### Problem description
Examine the entries and show every line in which the word "between" is found.

### Excerpted records
---*---

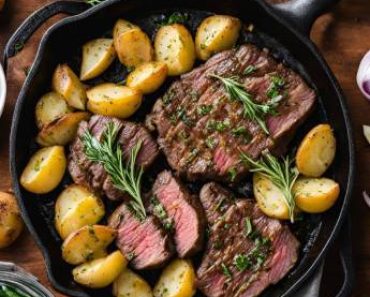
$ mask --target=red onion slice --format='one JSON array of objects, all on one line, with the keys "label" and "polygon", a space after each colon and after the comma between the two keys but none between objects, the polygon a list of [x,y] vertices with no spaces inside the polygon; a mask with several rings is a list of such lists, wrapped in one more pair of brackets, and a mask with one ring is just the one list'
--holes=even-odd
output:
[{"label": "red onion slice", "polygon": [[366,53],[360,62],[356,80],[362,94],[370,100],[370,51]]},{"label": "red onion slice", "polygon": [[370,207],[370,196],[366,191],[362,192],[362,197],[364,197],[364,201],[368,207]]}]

---*---

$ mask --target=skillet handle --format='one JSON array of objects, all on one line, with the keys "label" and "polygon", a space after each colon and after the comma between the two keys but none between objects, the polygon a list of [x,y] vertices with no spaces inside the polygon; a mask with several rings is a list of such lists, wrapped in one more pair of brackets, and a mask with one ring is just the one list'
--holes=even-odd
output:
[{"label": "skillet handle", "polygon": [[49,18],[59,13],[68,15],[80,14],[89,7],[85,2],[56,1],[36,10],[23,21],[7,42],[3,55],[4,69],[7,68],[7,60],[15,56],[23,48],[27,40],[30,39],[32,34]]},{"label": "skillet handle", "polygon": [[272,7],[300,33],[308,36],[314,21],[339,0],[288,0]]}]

---*---

### Response to this exercise
$ mask --target=red onion slice --format='one JSON array of objects, all on one line, with the keys "label" and "polygon", a space after each colon and after the comma between the two keys but none between objects, the polygon a list of [x,y] vertices with no spaces inside the polygon; a mask with several rings is a list of such lists, wrapped in one more pair of brackets, and a mask with one ring is just the one list'
$ mask --target=skillet handle --format='one JSON array of objects, all on one line, with the keys "label" and "polygon", a space after each colon and after the comma between the two keys but none between objects, the polygon a list of [x,y] vertices with no spaces inside the polygon; a mask with several rings is a list of such lists, wrapped in one more pair of brackets, and a mask with one ring is just the one list'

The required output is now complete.